==== Extrait de l'article ====
Guerre de l’Est : les tireurs des ficelles
A qui profite la guerre de l’Est ? Interrogation pertinente au moment où l’on se prépare à une nouvelle rencontre au sommet, au plan régional, à Nairobi pour ramener la paix en République démocratique du Congo. Si cette rencontre ne répond pas à cette interrogation, elle est vouée à l’échec. Ce serait continuer à tourner en rond et en dérision le peule congolais.
La Communauté internationale se penche à nouveau sur ce « grand malade » qu’est le Congo pour lui administrer une nouvelle thérapeutique. Attitude résultant de la troisième guerre qui sévit actuellement dans le pays avec une situation humanitaire catastrophique.
Initiative encourageante mais qui risque de n’apporter aucune solution durable tant que l’on n’ira pas au fond du problème. C’est-à-dire, s’appesantir sur les causes profondes de toutes ces guerres à répétition. En d’autres termes, dénicher les vrais commanditaires de ces crimes ainsi que les vrais bénéficiaires. D’où la nécessité de répondre à cette interrogation : A qui profite la guerre de l’Est ?
Eluder cette question au moment où le CNDP amorce le morcellement du territoire national sans qu’il soit condamné par la communauté internationale, consisterait à se moquer merveilleusement du peuple congolais. Ce serait exprimer du mépris envers la Nation congolaise pour mettre à exécution un plan machiavélique qui a pour finalité de consacrer l’inexistence de la Nation et de l’Etat congolais.
Sinon, comment expliquer que le Dialogue intercongolais, la période de transition avec la fameuse formule 1 + 4, l’organisation des élections, la Conférence internationale sur la région des Grands Lacs, l’Accord de Washington, Tripartite plus 1, l’Accord de Nairobi, la Conférence de Goma n’aient pas pu ramener la paix en République démocratique du Congo ? Les Congolais seraient-ils incapables de comprendre le langage de la paix, de la sécurité et du développement ?
==== Extrait de données ====
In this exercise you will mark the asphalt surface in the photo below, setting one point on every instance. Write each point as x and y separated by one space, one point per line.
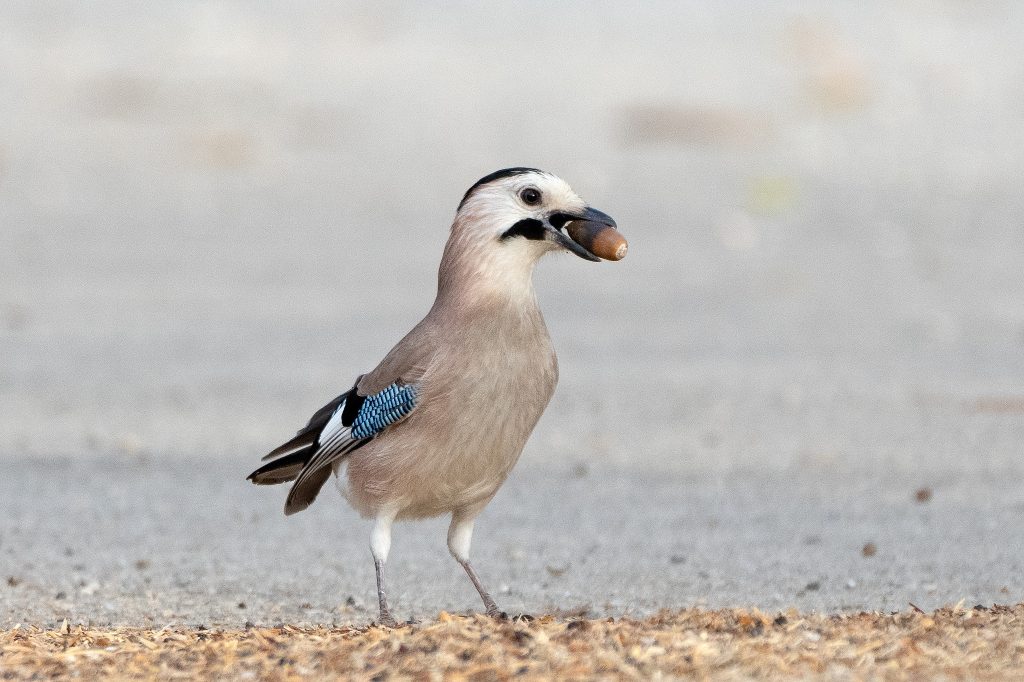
213 218
185 542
====
_Exercice écrit_
Recopiez, s'il vous plaît, le passage de l'article sur la guerre de l'Est qui va de « La Communauté internationale se » à « situation humanitaire catastrophique. ». Seul l'article sert de source pour répondre.

_Réponse à l'exercice_
La Communauté internationale se penche à nouveau sur ce « grand malade » qu’est le Congo pour lui administrer une nouvelle thérapeutique. Attitude résultant de la troisième guerre qui sévit actuellement dans le pays avec une situation humanitaire catastrophique.